===== PASSAGE TO READ

Reviews Round-Up Golden Core Special: More From The CoreReviews Round-Up Golden Core Special: More From The Core


There’s more to life than albums issued by Golden Core Records, I’ll freely admit, although not much. The label boasts an eclectic roster and continues to be responsible for such a wide range of exciting releases that they’re hard to keep pace with.


First up, delivering what they call “a highly original brew of Nordic-influenced melodic black/death metal and the gruffness of German thrash metal,” are CHAOS PATH, who came together in 2016 in Kassel, a city pretty much in the middle of Germany.

==========
===== EXTRACTED DATA

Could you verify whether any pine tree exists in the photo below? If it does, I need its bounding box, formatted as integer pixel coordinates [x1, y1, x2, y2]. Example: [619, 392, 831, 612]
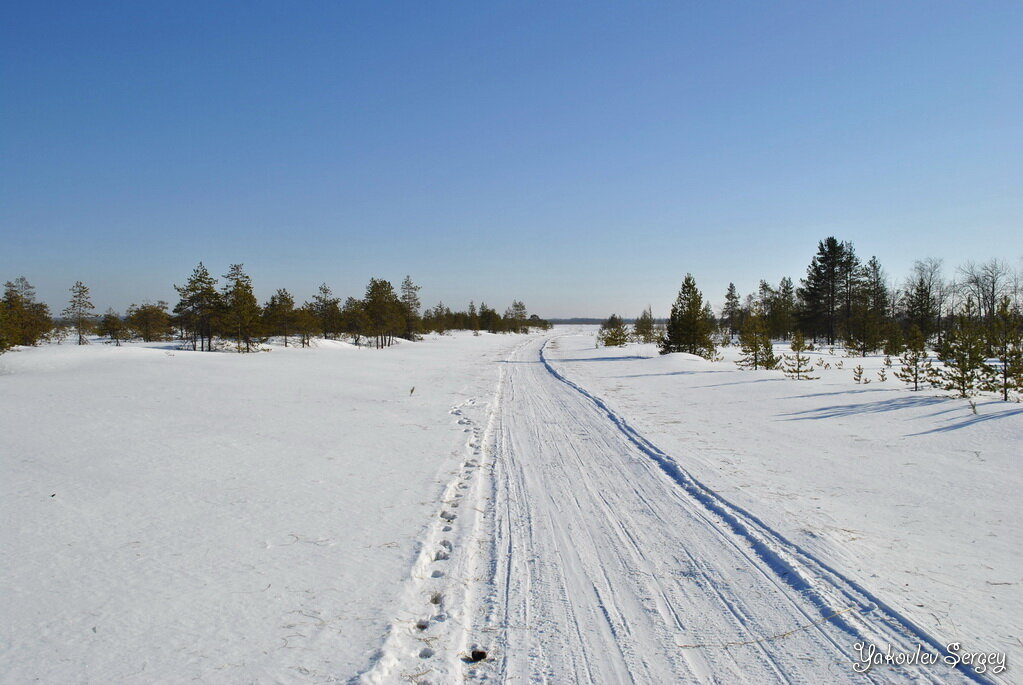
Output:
[0, 276, 54, 346]
[96, 309, 128, 347]
[720, 283, 743, 335]
[504, 300, 529, 333]
[312, 283, 343, 339]
[883, 321, 904, 356]
[174, 262, 222, 352]
[362, 278, 405, 349]
[0, 302, 11, 355]
[469, 301, 480, 335]
[632, 307, 657, 343]
[936, 298, 992, 398]
[798, 236, 858, 345]
[341, 298, 369, 345]
[263, 288, 296, 348]
[596, 314, 629, 348]
[904, 259, 943, 343]
[989, 296, 1023, 402]
[661, 274, 716, 359]
[220, 264, 261, 352]
[895, 324, 932, 391]
[61, 281, 94, 345]
[401, 276, 421, 340]
[765, 276, 796, 340]
[480, 302, 503, 333]
[736, 311, 779, 370]
[125, 300, 173, 343]
[782, 330, 818, 380]
[295, 302, 320, 348]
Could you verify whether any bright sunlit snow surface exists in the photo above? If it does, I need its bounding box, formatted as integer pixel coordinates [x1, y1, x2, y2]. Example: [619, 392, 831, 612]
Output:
[0, 328, 1023, 683]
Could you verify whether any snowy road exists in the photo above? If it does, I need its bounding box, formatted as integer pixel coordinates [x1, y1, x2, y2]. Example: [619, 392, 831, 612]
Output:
[368, 338, 985, 683]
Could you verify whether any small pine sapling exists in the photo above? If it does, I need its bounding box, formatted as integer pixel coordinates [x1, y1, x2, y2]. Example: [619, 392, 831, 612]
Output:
[937, 298, 993, 398]
[989, 298, 1023, 402]
[782, 331, 819, 380]
[736, 313, 779, 370]
[895, 324, 934, 391]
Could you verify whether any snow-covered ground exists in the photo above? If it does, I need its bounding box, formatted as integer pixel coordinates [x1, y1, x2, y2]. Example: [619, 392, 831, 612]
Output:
[531, 333, 1023, 675]
[0, 327, 1023, 683]
[0, 334, 522, 683]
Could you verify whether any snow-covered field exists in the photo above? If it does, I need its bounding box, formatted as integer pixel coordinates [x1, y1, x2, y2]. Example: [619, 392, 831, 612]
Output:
[548, 335, 1023, 675]
[0, 335, 521, 683]
[0, 328, 1023, 683]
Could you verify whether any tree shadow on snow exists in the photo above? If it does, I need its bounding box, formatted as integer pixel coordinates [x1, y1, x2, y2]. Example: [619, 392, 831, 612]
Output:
[550, 355, 653, 363]
[781, 396, 951, 421]
[910, 409, 1023, 436]
[783, 387, 902, 400]
[693, 378, 789, 387]
[611, 370, 731, 378]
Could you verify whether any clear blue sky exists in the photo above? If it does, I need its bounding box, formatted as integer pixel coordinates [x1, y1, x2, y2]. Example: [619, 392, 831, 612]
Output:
[0, 0, 1023, 316]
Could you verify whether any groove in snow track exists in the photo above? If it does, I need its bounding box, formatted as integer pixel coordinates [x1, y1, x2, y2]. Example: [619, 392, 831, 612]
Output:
[464, 338, 989, 683]
[360, 338, 989, 685]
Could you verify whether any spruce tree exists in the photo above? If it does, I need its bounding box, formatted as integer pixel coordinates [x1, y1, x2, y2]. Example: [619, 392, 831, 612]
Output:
[0, 302, 11, 355]
[632, 307, 657, 343]
[596, 314, 629, 348]
[883, 321, 904, 356]
[720, 283, 743, 335]
[401, 276, 421, 340]
[782, 330, 818, 380]
[362, 278, 405, 349]
[661, 274, 716, 359]
[798, 236, 852, 345]
[895, 324, 932, 391]
[125, 300, 173, 343]
[174, 262, 222, 352]
[989, 296, 1023, 402]
[61, 281, 93, 345]
[736, 311, 779, 370]
[504, 300, 529, 333]
[312, 283, 341, 339]
[295, 302, 320, 348]
[263, 288, 296, 348]
[221, 264, 261, 352]
[936, 298, 992, 398]
[96, 309, 128, 347]
[0, 276, 54, 346]
[341, 298, 369, 345]
[469, 301, 480, 335]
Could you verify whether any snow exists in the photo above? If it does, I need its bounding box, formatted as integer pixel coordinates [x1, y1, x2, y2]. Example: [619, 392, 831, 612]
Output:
[0, 334, 519, 683]
[549, 334, 1023, 682]
[0, 327, 1023, 683]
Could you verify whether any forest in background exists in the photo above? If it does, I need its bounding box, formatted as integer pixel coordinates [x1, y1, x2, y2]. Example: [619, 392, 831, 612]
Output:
[0, 262, 550, 352]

==========

=== STATED PROBLEM ===
List every style of metal named in the quoted description of CHAOS PATH in the review round-up.

=== ANSWER BELOW ===
Black metal, death metal, and thrash metal.